**Text extract:**
-- START --

During the next five years APL intends to specifically target market and product differentiation, better management of market volatility, driving consumer demand, social licence and enabling viable productive farms.
But at the coalface many pork producers are already making their own luck and generating strong community demand for their innovative pork products.
Wellington butcher and pork producer Rodney Dowton is right in the thick of making a living from both ends of the meat and livestock production chain.
He breeds his own pigs and lambs on his property a little west of town.
Mr Dowton and his wife, Monque, run the Dowto's Family Meats butchery to complement the farm's production.
He started his butchering career as an apprentice to Greg Gillin, who bought the shop in the late 1980s.
Mr Gillin was a specialist when it came to curing and Mr Dowton said he soaked up all the mentoring he could to become quite adept with the process.
As a result, the shop offers cured hams and chickens, plus smoked products including bacon, chooks, and a range of homemade salamis.
The lead-up to Christmas preparing hams meant all hands on deck at Dowto's Family Meats butchery.
Their butcher shop is now one of only three family-own butcher shops in town, but it's still competing well against the Coles and Woolworths meat aisles also in Wellington.
Mr Dowton said his ham smoking process during curing used shavings from either white box, mountain red gum or even acacias.
"You really can't beat Aussie hardwood for smoking, although acacias are soft, but give a real bush taste," he said.
All his wood comes from their property Four Winds between Walma and Arthurville.
All their animals are rangeland bred and reared, so there's a "grassfed" taste to the meat with not a lot of grain.
Mr Dowton said he tried to manage up to three litters from his sows a year.
"They roam the farm and piglets have to survive, especially the foxes in winter, and I'll market those as either suckers or baconers, depending on the time of year, and of course the lead up to Christmas is ham time," he said.
Mr Dowton takes his stock to Cowra abattoir for slaughter.
"I fill the trailer with straw (home grown cereal) and you can see the pigs enjoy the ride," he said.
"I reckon they fall asleep they are so comfortable, and I can assure you they're hard to budge out of the straw when they arrive."
Mr Dowton said he was using Duroc sows with either a Red Duroc or a Large White boar to produce his pigs for the butcher shop.
In addition to the pigs, he runs Glenwood SRS blood Merino ewes with either Merino or meat breed rams.
At present, he has an Aussie White ram whose progeny are about four months and getting close to market.
The progeny are all sold as home-grown prime lamb.
Mr Dowton said the taste of his Merino lambs was "fantastic".
"I reckon you can't taste the difference between these and crossbreds," he said.

-- END --

**Instructions:**
1. Duplicate word for word the part of the pork producer article that opens with the words containing "He breeds his" and closes with "Family Meats butchery.".
2. According to the pork producer article, where does Mr Dowton take his stock for slaughter?

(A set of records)
-- START --

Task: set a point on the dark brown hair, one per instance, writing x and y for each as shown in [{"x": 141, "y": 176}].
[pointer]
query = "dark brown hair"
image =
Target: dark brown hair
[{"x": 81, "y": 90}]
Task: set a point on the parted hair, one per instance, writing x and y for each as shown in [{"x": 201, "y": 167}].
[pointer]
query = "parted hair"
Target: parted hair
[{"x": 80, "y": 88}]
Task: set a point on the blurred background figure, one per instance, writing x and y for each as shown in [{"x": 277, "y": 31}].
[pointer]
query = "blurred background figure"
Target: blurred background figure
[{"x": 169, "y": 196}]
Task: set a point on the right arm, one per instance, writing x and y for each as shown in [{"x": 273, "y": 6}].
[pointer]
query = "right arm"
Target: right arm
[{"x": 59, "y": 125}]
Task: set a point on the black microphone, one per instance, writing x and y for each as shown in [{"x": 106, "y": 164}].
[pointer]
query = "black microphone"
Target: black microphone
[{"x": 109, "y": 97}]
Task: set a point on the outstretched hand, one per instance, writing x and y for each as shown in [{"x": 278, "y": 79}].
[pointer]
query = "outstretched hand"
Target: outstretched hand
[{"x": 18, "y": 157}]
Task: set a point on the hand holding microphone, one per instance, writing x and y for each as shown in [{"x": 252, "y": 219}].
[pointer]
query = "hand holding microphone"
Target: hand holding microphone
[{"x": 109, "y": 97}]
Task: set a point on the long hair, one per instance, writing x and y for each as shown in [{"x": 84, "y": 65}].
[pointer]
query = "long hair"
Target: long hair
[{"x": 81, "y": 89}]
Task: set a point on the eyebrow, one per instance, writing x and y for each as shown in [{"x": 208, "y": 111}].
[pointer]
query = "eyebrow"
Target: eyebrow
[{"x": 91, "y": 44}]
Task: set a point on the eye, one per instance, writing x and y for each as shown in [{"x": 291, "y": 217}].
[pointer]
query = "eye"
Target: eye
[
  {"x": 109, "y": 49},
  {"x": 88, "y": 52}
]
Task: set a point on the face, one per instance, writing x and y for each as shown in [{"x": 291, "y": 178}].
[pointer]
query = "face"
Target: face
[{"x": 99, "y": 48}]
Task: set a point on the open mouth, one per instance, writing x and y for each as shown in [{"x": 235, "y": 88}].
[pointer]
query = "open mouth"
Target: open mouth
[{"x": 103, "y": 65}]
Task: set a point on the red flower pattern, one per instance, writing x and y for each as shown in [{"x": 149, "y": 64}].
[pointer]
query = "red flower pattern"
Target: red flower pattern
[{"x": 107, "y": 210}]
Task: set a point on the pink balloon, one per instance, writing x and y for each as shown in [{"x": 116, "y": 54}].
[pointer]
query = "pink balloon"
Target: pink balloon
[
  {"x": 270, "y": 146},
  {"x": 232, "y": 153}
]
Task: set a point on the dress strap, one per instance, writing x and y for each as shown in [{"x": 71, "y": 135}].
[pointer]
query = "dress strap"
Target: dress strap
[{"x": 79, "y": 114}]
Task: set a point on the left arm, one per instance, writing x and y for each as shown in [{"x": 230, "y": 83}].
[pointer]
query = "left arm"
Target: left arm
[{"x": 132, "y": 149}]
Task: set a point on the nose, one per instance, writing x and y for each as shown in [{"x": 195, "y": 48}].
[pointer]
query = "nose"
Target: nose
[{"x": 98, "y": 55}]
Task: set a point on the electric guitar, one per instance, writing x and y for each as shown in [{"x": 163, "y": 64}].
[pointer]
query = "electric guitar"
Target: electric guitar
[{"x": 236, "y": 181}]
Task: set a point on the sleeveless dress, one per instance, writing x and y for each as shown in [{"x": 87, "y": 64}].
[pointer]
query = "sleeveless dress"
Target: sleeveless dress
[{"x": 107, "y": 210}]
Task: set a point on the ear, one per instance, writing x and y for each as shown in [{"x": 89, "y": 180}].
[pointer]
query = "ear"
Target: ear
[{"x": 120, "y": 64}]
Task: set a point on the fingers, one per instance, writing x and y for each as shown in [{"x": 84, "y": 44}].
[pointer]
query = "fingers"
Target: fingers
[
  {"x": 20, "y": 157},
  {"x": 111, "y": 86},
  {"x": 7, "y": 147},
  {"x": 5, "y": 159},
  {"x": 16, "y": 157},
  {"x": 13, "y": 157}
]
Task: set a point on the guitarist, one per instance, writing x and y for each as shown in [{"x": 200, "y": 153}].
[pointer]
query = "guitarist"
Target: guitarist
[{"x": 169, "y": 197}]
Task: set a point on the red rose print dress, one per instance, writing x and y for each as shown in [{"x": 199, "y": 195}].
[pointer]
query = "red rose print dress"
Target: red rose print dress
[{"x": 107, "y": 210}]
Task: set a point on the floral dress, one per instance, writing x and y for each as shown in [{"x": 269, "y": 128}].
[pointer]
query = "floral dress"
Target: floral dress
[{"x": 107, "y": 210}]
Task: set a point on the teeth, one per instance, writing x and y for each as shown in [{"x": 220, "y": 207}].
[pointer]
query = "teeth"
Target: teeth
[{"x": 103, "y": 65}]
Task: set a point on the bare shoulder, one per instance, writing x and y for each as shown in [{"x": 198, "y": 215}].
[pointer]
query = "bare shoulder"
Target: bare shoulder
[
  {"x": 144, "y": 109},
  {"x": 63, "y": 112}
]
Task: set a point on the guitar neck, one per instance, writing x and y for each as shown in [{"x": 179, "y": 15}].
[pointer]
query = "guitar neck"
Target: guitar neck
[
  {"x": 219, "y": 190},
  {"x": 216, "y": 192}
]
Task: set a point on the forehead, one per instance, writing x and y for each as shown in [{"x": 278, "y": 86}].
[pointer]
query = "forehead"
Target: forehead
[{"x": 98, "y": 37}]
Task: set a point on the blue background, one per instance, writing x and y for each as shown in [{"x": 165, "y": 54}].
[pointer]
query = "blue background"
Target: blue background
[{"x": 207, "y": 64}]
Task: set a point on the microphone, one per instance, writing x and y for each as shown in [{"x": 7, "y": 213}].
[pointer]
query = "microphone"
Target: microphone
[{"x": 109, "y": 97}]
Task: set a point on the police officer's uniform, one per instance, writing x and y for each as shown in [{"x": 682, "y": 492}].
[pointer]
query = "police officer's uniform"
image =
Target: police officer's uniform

-- END --

**Solutions for each task:**
1.
He breeds his own pigs and lambs on his property a little west of town.
Mr Dowton and his wife, Monque, run the Dowto's Family Meats butchery to complement the farm's production.
He started his butchering career as an apprentice to Greg Gillin, who bought the shop in the late 1980s.
Mr Gillin was a specialist when it came to curing and Mr Dowton said he soaked up all the mentoring he could to become quite adept with the process.
As a result, the shop offers cured hams and chickens, plus smoked products including bacon, chooks, and a range of homemade salamis.
The lead-up to Christmas preparing hams meant all hands on deck at Dowto's Family Meats butchery.

2. Cowra abattoir.